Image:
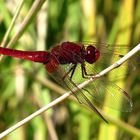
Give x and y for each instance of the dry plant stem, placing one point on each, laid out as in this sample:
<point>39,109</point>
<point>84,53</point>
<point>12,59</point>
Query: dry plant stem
<point>67,94</point>
<point>12,23</point>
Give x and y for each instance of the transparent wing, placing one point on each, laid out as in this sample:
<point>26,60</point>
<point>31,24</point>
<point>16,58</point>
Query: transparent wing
<point>68,84</point>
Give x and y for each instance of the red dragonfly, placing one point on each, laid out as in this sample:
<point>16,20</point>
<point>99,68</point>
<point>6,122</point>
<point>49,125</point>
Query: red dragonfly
<point>63,63</point>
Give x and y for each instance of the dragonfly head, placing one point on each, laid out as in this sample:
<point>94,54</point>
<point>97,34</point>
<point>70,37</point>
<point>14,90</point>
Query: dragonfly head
<point>92,54</point>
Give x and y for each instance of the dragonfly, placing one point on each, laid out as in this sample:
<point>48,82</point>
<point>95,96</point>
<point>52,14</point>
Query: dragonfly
<point>69,61</point>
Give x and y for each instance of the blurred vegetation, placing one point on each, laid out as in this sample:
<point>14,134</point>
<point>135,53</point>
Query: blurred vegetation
<point>25,86</point>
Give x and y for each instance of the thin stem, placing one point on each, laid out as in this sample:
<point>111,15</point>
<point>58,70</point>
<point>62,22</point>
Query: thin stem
<point>67,94</point>
<point>12,23</point>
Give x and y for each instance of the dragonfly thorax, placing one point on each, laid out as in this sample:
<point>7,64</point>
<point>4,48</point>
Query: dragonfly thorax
<point>92,54</point>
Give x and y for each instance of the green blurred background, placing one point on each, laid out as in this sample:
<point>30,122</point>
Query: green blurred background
<point>25,86</point>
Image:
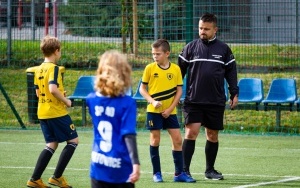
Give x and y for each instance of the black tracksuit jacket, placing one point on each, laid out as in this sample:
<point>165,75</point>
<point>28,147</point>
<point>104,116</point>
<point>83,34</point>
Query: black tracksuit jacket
<point>205,65</point>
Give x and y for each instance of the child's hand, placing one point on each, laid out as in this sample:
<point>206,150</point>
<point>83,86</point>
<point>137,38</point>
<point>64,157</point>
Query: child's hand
<point>135,175</point>
<point>156,104</point>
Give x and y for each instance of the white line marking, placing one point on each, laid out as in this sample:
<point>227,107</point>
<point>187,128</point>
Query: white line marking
<point>268,183</point>
<point>149,172</point>
<point>83,144</point>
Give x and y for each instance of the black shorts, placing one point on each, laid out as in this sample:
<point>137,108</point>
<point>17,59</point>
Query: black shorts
<point>102,184</point>
<point>156,121</point>
<point>210,116</point>
<point>58,129</point>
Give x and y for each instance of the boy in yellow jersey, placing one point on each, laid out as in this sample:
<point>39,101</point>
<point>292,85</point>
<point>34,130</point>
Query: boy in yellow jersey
<point>55,122</point>
<point>162,88</point>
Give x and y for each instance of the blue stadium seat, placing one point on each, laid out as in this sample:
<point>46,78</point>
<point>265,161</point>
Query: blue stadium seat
<point>281,91</point>
<point>138,95</point>
<point>251,91</point>
<point>85,85</point>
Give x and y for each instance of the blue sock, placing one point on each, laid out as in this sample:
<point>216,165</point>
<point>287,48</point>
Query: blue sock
<point>178,161</point>
<point>154,154</point>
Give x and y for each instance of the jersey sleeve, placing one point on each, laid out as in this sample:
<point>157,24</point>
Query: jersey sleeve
<point>146,74</point>
<point>183,60</point>
<point>129,118</point>
<point>53,76</point>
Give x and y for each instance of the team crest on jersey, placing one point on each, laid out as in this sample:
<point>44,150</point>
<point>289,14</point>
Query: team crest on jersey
<point>72,126</point>
<point>170,76</point>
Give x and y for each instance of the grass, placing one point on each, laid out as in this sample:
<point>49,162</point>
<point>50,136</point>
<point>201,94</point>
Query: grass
<point>244,160</point>
<point>246,121</point>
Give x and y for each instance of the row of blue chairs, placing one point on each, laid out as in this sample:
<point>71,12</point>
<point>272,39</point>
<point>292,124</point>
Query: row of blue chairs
<point>281,91</point>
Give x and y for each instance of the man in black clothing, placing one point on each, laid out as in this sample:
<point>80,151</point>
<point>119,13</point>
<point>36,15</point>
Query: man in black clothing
<point>206,62</point>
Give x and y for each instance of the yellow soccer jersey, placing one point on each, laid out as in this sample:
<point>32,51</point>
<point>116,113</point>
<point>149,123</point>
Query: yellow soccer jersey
<point>162,85</point>
<point>48,105</point>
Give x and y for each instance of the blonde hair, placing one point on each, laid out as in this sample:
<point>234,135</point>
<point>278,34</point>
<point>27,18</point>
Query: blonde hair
<point>49,45</point>
<point>113,76</point>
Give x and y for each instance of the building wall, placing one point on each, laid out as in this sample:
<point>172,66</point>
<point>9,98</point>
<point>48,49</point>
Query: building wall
<point>274,21</point>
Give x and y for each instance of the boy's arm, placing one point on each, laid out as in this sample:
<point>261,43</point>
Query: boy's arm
<point>131,144</point>
<point>37,92</point>
<point>176,99</point>
<point>145,94</point>
<point>57,94</point>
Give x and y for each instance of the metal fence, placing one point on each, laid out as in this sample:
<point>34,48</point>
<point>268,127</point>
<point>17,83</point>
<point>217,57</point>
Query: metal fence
<point>263,34</point>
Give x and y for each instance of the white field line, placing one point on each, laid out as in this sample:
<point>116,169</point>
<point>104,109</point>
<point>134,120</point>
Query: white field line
<point>150,172</point>
<point>140,145</point>
<point>268,183</point>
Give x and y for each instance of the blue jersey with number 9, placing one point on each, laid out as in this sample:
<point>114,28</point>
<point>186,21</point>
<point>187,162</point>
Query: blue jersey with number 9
<point>112,117</point>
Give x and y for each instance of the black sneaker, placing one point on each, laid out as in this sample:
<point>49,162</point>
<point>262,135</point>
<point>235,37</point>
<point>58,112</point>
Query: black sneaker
<point>214,175</point>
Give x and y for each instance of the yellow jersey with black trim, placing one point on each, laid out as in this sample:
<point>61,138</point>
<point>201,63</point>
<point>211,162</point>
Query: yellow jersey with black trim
<point>49,106</point>
<point>162,85</point>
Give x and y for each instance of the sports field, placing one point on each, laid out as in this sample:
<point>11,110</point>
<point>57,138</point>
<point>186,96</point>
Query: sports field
<point>245,160</point>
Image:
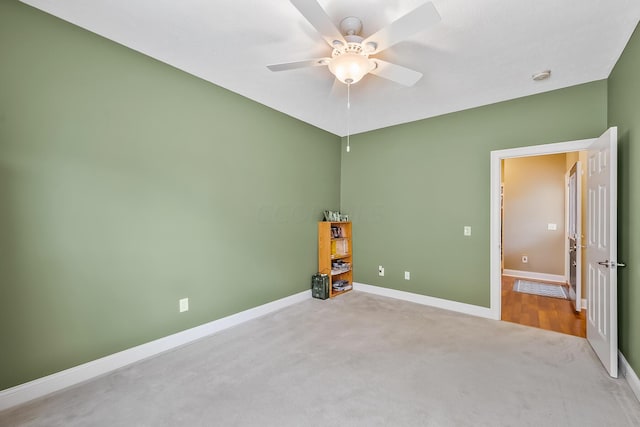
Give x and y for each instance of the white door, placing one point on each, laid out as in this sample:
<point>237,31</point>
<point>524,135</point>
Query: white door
<point>574,234</point>
<point>602,283</point>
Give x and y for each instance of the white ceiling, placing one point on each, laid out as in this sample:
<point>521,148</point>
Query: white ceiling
<point>483,51</point>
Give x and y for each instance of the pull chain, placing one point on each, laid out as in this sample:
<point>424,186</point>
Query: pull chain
<point>348,117</point>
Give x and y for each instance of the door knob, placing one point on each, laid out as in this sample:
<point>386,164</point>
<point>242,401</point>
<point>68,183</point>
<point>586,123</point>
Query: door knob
<point>612,264</point>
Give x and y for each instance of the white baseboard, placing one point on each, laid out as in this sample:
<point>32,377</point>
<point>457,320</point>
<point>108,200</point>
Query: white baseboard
<point>629,374</point>
<point>534,276</point>
<point>42,386</point>
<point>459,307</point>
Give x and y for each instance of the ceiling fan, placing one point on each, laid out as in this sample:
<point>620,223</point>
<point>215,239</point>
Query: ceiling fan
<point>350,59</point>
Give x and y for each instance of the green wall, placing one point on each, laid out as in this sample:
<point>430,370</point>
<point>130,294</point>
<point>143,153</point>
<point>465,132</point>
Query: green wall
<point>126,184</point>
<point>412,188</point>
<point>624,112</point>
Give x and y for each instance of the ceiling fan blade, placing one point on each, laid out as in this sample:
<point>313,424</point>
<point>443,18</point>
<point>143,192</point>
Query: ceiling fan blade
<point>300,64</point>
<point>315,14</point>
<point>404,27</point>
<point>397,73</point>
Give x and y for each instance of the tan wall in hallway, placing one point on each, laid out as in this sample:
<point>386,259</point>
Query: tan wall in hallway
<point>534,198</point>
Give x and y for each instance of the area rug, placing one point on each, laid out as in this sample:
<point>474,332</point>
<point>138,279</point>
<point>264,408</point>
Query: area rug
<point>542,289</point>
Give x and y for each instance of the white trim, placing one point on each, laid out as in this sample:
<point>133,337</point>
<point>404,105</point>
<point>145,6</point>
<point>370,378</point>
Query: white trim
<point>535,276</point>
<point>42,386</point>
<point>495,268</point>
<point>459,307</point>
<point>629,374</point>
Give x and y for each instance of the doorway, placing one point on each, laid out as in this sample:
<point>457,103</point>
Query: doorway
<point>601,245</point>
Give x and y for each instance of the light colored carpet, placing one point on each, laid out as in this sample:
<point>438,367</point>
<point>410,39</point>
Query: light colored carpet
<point>357,360</point>
<point>542,289</point>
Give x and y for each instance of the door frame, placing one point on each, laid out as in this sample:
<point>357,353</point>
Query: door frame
<point>495,228</point>
<point>579,226</point>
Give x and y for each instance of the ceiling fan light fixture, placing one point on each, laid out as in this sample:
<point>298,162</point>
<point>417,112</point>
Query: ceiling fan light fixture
<point>350,68</point>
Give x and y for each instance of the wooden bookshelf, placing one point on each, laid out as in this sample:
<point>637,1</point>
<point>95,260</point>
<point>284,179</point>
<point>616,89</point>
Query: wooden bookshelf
<point>335,245</point>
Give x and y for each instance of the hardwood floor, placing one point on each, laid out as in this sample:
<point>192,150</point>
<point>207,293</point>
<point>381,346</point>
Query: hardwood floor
<point>553,314</point>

◆ WORK TO BE COMPLETED ◆
Beginning at the line that holds "Give x and y for each instance of the tan", reproduce each line of the records above down to and including the last one.

◆ OUTPUT BELOW ◆
Give x and y for each instance of the tan wall in hallway, placing one point on each, laid out as in this sample:
<point>386,259</point>
Query: tan wall in hallway
<point>534,198</point>
Give x and y for each instance of the area rug, placing one point on each, laid out as in this sample:
<point>474,332</point>
<point>138,279</point>
<point>264,408</point>
Query: area rug
<point>542,289</point>
Give x and y for each instance of the white trim, placing one point on each, laid out as in this sample:
<point>133,337</point>
<point>404,105</point>
<point>145,6</point>
<point>370,378</point>
Query: white trim
<point>535,276</point>
<point>42,386</point>
<point>495,268</point>
<point>459,307</point>
<point>629,374</point>
Give x and y for each instance of the doorway, placing one point on each, laid out as in this sample:
<point>457,103</point>
Query: doorway
<point>601,245</point>
Give x and y for each instance of the light colored carpet, placing one point on each, laid out as in this sample:
<point>438,367</point>
<point>410,39</point>
Query: light colored carpet
<point>357,360</point>
<point>542,289</point>
Give x and y for each instance of the door frame, placing one point on each, laid out as in this sample:
<point>357,353</point>
Query: door frame
<point>495,228</point>
<point>579,226</point>
Give x and y for each instance of the ceiling fan light fixture, placing one point on each, laid out as in this sample:
<point>298,162</point>
<point>417,112</point>
Query: ceiling fan light fixture
<point>350,68</point>
Give x and y for each instance of the wooden bookshelf, placing one point on each, laid out as in this sample:
<point>637,1</point>
<point>95,260</point>
<point>284,179</point>
<point>616,89</point>
Query: wooden bookshelf
<point>335,245</point>
Give x and y for each instance of the hardwood floor, placing one point on each, laid out as in this sample:
<point>192,150</point>
<point>207,293</point>
<point>381,346</point>
Query: hardwood floor
<point>553,314</point>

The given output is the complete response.